■ Data to process
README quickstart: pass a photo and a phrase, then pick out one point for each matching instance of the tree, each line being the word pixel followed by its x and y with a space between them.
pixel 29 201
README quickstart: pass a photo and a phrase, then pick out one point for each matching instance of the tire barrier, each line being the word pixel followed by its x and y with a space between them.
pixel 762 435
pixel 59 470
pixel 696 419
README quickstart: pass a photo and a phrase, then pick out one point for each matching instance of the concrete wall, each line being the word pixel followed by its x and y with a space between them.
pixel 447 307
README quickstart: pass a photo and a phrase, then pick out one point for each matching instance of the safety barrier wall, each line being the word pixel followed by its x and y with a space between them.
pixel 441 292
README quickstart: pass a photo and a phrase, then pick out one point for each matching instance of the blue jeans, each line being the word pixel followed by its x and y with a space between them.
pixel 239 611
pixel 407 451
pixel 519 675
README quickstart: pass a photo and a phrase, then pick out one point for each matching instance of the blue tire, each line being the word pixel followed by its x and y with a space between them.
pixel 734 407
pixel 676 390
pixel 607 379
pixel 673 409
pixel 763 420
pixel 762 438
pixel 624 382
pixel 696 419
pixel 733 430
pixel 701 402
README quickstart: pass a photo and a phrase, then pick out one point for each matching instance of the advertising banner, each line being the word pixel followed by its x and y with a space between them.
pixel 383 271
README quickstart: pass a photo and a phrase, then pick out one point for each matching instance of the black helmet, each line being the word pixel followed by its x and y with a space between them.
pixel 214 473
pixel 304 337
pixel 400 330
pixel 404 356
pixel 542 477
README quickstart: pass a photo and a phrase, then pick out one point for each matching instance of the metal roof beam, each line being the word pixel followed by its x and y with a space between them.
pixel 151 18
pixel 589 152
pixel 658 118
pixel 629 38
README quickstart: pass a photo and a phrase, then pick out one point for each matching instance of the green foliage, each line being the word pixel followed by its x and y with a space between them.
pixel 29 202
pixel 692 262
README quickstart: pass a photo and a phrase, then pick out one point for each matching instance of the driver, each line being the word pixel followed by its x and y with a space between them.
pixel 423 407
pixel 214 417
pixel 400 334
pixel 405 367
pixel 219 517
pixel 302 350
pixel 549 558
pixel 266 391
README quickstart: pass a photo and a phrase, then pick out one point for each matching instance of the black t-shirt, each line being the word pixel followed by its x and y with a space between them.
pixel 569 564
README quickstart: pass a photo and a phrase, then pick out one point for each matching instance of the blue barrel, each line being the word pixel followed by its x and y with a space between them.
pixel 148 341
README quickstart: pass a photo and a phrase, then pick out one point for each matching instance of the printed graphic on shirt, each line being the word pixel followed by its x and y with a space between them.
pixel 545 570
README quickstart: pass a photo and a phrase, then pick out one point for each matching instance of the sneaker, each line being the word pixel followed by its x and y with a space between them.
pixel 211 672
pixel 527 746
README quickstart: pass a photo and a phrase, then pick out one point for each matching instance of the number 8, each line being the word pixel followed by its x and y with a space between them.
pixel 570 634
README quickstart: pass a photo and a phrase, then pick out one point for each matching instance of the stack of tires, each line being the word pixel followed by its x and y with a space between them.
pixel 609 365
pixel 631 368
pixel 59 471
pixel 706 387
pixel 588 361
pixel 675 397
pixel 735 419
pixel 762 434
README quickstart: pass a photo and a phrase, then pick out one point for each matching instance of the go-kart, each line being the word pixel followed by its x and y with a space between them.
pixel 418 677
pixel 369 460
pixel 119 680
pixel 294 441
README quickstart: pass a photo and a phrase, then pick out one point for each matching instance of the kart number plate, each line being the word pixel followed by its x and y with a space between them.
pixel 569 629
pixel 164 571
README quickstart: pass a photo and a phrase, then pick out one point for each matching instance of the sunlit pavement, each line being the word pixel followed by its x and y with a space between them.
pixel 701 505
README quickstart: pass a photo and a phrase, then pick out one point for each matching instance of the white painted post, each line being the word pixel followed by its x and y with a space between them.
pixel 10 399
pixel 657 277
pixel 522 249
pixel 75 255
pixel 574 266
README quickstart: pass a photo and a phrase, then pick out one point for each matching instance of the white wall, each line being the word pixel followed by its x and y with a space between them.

■ Work to complete
Please transcribe exactly the line containing "the white painted" and every line after it to the end of the data, and no other lines.

■ Task output
README quickstart: pass a photo and a phrase, then pick out one point for each matching instance of the white painted post, each line being the word pixel followed by its x and y with a space between them.
pixel 10 399
pixel 657 277
pixel 522 249
pixel 75 255
pixel 574 266
README quickstart: pass a photo and a phrase, then pick out one point for each matching instance of the white wall, each line being the word pixel followed by its x and y with a space between them.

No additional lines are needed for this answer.